Entries from a pointing dataset:
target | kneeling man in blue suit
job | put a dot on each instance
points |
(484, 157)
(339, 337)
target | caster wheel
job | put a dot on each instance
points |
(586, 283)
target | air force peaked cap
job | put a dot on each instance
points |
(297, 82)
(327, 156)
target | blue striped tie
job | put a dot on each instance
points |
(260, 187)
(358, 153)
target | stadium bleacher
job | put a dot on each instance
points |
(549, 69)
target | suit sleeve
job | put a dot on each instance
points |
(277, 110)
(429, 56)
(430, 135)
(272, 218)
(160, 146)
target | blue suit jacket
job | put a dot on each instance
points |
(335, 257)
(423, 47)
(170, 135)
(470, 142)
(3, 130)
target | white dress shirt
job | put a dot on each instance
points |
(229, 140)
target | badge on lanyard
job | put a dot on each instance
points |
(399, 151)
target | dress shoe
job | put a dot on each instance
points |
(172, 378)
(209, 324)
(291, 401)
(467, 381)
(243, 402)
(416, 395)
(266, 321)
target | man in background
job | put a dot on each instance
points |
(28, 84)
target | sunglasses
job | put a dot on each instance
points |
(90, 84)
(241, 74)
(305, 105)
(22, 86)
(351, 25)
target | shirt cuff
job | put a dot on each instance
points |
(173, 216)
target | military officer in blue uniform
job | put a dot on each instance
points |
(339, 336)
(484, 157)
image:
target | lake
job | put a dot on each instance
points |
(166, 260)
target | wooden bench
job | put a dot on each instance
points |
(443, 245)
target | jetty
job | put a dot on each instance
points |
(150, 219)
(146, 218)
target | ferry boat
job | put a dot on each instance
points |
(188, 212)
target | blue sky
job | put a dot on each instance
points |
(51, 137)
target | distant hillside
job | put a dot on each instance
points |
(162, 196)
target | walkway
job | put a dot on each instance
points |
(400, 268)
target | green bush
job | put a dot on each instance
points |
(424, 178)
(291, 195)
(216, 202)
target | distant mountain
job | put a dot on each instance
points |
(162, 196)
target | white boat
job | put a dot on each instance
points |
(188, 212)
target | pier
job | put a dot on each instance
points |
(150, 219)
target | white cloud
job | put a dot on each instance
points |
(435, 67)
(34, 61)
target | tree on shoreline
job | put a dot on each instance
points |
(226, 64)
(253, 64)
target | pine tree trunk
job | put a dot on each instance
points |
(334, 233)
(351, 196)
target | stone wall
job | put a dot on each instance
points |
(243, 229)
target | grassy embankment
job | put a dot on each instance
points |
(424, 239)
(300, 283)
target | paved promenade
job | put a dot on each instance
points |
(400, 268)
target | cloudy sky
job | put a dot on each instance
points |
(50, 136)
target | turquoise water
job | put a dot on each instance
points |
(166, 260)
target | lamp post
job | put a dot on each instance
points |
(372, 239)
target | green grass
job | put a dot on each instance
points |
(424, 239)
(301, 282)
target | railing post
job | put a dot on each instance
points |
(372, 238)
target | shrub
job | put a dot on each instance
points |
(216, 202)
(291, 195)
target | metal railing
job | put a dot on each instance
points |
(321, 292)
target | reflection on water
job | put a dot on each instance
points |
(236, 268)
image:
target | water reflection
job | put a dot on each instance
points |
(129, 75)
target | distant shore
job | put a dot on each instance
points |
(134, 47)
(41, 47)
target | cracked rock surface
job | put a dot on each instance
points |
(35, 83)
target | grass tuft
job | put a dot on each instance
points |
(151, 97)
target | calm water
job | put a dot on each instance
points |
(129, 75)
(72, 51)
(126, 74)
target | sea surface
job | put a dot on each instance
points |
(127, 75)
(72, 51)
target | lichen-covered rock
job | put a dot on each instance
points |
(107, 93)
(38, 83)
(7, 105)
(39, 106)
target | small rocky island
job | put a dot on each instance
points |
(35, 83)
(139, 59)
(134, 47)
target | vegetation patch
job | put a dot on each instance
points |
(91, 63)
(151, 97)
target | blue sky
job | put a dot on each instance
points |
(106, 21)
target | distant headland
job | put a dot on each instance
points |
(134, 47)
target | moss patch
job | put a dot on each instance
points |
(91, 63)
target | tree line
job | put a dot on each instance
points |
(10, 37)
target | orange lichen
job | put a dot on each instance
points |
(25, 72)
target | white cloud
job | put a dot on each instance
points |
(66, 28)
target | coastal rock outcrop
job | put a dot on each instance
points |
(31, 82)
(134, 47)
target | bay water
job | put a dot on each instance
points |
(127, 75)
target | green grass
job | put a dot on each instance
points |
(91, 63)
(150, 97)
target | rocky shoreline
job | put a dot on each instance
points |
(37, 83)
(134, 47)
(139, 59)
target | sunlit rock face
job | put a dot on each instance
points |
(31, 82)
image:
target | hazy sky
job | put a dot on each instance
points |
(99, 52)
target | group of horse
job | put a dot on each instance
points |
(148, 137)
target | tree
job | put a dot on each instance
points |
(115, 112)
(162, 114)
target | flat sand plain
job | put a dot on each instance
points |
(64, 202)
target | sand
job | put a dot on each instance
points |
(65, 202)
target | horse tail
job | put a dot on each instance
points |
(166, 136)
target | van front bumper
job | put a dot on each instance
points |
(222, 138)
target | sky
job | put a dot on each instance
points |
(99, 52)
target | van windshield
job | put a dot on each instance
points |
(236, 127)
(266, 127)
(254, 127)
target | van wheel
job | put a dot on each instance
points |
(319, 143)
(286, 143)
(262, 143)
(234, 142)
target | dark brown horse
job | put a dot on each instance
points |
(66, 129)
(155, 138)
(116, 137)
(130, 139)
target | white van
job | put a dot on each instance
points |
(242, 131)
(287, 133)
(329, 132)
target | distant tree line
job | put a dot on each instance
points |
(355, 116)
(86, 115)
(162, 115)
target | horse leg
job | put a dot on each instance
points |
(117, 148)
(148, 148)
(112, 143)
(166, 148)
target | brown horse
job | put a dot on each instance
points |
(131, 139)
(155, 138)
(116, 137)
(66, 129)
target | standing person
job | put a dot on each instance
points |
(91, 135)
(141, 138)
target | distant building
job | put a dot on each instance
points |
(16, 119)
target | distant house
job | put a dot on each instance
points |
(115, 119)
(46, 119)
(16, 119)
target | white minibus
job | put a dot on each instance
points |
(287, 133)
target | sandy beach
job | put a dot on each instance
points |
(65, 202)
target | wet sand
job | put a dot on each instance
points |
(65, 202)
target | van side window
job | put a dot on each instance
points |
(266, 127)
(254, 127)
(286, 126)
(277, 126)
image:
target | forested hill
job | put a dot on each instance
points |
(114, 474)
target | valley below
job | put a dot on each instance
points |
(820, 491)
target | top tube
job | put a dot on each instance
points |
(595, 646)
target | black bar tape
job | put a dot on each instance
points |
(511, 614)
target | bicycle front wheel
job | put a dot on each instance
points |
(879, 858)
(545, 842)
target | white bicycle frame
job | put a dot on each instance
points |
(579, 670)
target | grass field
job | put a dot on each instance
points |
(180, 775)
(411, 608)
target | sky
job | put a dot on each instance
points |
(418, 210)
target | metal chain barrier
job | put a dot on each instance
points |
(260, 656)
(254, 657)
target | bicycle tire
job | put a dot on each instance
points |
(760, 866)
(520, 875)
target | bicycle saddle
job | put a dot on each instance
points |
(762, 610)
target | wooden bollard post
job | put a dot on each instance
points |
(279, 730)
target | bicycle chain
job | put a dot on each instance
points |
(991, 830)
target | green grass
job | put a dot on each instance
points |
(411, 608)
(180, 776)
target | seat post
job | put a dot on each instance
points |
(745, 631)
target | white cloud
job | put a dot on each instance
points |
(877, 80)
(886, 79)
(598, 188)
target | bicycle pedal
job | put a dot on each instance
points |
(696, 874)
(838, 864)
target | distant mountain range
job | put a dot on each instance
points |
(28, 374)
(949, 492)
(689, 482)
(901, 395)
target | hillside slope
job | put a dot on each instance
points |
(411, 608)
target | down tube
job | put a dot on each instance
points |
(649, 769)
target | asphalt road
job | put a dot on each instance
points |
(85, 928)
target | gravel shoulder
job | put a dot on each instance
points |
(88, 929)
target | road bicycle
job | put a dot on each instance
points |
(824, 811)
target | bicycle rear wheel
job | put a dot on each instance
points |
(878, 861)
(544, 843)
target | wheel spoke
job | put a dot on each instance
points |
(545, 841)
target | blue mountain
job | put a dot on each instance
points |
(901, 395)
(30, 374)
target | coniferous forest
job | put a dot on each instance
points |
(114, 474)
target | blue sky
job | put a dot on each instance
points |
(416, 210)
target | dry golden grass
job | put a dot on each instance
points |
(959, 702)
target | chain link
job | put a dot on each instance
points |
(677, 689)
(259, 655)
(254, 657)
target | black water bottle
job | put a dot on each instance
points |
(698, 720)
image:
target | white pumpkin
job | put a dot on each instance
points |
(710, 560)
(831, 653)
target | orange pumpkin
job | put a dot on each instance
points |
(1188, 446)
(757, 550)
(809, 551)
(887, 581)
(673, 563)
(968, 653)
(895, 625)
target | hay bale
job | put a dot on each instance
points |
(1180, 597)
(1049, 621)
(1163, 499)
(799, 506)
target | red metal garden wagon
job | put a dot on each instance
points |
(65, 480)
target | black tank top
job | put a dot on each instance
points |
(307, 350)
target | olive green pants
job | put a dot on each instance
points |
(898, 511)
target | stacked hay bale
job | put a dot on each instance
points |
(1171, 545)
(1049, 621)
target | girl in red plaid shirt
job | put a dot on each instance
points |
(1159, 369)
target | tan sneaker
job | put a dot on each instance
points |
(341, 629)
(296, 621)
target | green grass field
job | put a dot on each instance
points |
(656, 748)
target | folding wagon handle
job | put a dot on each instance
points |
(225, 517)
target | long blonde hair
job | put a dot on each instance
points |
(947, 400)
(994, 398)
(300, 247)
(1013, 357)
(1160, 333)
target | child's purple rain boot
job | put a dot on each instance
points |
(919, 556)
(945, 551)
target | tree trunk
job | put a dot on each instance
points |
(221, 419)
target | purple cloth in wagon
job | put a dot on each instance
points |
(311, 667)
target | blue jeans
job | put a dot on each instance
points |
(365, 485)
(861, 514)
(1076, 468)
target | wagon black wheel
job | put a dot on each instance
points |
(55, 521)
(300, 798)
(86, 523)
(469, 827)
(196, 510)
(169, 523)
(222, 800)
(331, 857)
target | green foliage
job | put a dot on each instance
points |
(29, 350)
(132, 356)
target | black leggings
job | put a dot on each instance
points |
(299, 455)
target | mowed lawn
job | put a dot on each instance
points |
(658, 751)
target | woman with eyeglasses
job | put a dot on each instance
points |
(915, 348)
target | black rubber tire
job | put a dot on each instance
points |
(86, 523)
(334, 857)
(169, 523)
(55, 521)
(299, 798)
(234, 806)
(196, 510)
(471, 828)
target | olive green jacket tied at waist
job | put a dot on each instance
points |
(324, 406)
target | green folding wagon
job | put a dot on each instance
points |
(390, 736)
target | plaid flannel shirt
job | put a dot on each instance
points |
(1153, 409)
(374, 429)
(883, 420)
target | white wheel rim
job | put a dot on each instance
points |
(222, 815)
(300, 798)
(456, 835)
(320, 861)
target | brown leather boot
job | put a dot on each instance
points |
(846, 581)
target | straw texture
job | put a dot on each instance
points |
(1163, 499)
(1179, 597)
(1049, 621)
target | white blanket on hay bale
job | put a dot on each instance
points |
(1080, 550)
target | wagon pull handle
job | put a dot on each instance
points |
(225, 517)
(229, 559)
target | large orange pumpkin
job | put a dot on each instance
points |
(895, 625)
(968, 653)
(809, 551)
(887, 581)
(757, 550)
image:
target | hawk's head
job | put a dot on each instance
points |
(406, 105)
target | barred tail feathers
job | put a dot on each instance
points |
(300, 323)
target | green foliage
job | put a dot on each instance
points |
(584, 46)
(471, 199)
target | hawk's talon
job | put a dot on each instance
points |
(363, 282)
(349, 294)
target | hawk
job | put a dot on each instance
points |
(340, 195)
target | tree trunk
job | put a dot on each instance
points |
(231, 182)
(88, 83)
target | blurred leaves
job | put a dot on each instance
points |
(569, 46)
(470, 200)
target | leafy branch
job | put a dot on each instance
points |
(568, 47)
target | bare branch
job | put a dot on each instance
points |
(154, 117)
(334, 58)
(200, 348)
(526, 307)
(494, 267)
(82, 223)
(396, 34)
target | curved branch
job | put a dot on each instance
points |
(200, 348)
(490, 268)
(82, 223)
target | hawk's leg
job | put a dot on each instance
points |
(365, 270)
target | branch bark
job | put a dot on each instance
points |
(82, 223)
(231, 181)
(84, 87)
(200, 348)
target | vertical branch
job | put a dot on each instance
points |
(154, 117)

> **Exercise description**:
Copy the lines from the one containing "target | blurred leaves" through the last line, inclusive, with every "branch" changed to "limb" and nothing else altered.

> **Response to this task**:
target | blurred leaves
job | put a dot on each instance
points |
(569, 46)
(470, 200)
target | leafy limb
job | put a dot on each instance
points |
(568, 47)
target | bare limb
job | put a dot on each instance
points |
(154, 117)
(334, 58)
(200, 348)
(526, 307)
(494, 267)
(82, 223)
(396, 34)
target | curved limb
job | put a dot on each instance
points |
(200, 348)
(490, 268)
(82, 223)
target | hawk's leg
job | put a dot on each instance
points |
(365, 270)
target | limb bark
job | put a dot on each instance
points |
(82, 223)
(231, 181)
(84, 87)
(200, 348)
target | vertical limb
job | put a dot on each instance
points |
(154, 117)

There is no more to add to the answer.